(Task goal):
Identify each line in the following data that contains the word "below". Copy every one of those lines in full.

(Stored data entries)
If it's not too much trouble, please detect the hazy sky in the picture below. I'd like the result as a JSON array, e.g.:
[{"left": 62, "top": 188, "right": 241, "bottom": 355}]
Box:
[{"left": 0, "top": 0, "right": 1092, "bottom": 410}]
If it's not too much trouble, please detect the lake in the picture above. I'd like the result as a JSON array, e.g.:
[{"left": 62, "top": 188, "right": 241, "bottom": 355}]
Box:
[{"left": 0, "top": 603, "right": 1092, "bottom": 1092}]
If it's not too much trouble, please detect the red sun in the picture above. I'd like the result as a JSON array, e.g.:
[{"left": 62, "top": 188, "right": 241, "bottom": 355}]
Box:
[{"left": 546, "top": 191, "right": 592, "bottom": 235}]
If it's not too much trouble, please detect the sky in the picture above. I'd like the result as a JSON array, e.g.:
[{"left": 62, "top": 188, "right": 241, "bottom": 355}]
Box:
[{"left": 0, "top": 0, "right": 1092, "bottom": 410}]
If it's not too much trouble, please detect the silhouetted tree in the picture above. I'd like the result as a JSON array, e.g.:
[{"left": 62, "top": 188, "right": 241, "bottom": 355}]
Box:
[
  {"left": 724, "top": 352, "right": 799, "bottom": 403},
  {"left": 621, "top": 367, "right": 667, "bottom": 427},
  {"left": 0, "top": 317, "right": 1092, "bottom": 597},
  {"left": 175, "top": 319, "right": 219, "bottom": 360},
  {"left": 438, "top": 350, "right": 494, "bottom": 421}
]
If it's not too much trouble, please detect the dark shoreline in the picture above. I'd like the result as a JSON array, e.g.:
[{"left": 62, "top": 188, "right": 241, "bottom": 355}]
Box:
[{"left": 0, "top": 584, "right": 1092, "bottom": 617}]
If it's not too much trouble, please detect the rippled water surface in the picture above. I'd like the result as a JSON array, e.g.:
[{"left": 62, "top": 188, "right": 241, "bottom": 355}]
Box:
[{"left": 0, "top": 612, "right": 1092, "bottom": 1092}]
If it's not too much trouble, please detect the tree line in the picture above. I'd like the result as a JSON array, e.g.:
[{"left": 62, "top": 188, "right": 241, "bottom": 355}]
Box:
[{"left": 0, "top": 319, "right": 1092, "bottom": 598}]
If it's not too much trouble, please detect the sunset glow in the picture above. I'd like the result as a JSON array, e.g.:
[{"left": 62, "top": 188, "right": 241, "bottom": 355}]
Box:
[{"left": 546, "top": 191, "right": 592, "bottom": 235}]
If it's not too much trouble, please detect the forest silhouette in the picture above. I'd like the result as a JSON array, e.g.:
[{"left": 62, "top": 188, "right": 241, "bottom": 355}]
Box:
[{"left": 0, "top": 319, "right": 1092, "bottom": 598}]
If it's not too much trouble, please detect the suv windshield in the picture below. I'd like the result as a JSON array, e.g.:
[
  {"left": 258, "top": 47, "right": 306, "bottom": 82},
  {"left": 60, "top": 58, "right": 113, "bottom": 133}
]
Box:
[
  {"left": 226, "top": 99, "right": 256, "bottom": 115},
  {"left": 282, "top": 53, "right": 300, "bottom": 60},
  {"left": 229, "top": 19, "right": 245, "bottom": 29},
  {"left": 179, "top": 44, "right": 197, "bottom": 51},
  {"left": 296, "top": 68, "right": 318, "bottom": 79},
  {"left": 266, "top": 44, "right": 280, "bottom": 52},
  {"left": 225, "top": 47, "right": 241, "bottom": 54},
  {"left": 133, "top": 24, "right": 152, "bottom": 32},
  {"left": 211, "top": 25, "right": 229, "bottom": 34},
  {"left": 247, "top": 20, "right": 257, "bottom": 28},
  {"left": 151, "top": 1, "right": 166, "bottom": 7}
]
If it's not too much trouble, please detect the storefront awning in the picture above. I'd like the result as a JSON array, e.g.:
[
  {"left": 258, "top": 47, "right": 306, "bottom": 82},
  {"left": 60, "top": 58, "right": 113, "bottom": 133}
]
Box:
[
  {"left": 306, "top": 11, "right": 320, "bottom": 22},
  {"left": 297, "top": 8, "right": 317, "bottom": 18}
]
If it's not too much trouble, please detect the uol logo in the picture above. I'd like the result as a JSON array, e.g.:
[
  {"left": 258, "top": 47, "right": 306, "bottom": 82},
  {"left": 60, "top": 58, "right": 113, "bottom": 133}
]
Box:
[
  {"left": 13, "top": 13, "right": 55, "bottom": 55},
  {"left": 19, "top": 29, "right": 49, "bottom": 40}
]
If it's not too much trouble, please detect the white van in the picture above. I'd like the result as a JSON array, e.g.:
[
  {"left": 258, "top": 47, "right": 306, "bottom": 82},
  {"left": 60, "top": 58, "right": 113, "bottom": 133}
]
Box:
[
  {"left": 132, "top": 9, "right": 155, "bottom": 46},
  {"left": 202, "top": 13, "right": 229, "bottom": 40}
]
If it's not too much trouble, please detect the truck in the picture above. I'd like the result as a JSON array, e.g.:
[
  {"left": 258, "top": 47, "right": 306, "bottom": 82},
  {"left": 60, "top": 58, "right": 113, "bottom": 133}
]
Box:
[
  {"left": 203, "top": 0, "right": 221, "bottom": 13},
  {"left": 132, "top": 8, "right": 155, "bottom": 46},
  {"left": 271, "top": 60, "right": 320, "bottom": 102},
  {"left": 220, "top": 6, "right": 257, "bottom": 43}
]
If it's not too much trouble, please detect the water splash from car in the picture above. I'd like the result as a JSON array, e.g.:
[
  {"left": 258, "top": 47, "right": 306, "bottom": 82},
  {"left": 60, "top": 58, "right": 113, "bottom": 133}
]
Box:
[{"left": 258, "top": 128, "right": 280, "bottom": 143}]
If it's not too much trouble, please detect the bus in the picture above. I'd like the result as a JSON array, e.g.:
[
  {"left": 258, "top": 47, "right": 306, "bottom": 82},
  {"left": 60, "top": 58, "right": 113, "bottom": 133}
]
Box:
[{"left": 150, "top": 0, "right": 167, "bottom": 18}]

(The completed task):
If it's not too much trouble, please detect the hazy sky in the picture below. I'd like the result as a JSON array, e.g.:
If it's not too much trouble, please detect the suv windshield in the picture below. I'd like the result as a JSON array, e.g.:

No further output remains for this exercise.